**Passage for review:**
"Non Invasive Tools for Early Detection of Autism Spectrum Disorders"
Objectives: Aim of our study is to identify early diagnostic markers through the assessment of neurobiological and developmental patterns in infant siblings of children with ASDs. We focused on age-specific motor (general movements analysis) and vocal repertoires (infant crying analysis), which are known to be later impaired in ASD children and that have been found altered in other neurodevelopmental disorders. General movements and cry analyses are of great relevance since they provide information concerning both development and integrity of the central nervous system and are completely non-invasive and easy to perform.
Methods: Recruiting of full term infants without genetic/neurological abnormalities and younger siblings of children diagnosed with ASDs; assessment of normative values for vocal, motor parameters and neuropsychological markers. Infant spontaneous movements and crying will be video- and audio-recorded at home in presence of a primary caregiver in the first six months of age. Subsequently, their neuropsychological and language development will be evaluated (AOSI, ADOS-T, Griffiths Mental Developmental Scales-ER; Peabody Motor Development Scale; MacArthur and First Year Inventory).

**What to produce:** Pick up the autism study description after its last sentence and continue it. The rows that come next have nothing to do with the autism study description.

**Study material:**
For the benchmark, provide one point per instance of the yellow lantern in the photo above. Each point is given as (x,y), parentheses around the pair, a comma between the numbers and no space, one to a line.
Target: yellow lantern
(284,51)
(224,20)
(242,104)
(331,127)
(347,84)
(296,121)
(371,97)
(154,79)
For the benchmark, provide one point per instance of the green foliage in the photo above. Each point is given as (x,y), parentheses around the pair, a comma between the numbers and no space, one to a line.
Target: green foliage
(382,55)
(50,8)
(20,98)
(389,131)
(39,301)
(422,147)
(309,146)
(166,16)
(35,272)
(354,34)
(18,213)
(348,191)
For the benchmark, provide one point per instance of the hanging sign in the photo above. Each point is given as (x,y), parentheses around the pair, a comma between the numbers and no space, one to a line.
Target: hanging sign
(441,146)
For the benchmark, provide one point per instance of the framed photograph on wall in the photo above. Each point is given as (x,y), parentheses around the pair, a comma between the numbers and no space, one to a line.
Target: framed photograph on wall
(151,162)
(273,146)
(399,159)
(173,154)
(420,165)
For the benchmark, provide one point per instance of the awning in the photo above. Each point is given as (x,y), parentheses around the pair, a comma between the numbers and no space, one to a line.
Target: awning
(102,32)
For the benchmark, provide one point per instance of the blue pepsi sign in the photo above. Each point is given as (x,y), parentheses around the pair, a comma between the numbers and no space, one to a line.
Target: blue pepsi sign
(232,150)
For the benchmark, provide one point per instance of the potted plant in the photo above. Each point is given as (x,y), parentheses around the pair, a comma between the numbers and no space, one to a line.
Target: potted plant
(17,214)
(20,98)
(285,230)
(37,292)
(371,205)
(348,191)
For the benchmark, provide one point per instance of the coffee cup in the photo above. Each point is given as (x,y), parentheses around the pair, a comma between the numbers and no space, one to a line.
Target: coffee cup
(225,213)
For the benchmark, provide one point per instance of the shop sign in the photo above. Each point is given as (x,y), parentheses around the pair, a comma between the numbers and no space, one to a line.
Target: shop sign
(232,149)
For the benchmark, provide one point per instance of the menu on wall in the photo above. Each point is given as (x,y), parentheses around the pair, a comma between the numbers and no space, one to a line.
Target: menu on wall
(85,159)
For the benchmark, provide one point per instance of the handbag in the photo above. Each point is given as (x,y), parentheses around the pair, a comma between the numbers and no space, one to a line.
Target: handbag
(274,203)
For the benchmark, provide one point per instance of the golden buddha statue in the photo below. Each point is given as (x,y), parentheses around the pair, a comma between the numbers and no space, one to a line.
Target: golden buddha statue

**Response to this task:**
Results: So far, we recruited 80 full term infants and 14 high risk infants. Analysis of infant crying revealed that high risk infants have a lower frequency of fundamental frequency and of the two resonance frequencies F1 and F2 as compared to full term subjects. General movements analysis, an effective tool in predicting abnormal outcome in infants at risk for neurological development, revealed an unusual motor pattern in infants at high risk. Specifically, only 5 out of 14 high risk infants reached the maximum motor optimality score during the writhing movement period (10 days and 6 weeks) and 7 out of 14 infants during the fidgety period (12 weeks). Five high risk infants showed no responses to name, deficits in emotion recognition, and poor motor development.
Conclusions: Our preliminary results showed the importance of monitoring high-risk infant development during the first six months of life and suggest the usefulness of these non-invasive tools to identify early diagnostic markers. However, the sample size, primarily of high risk subjects, needs to be increased.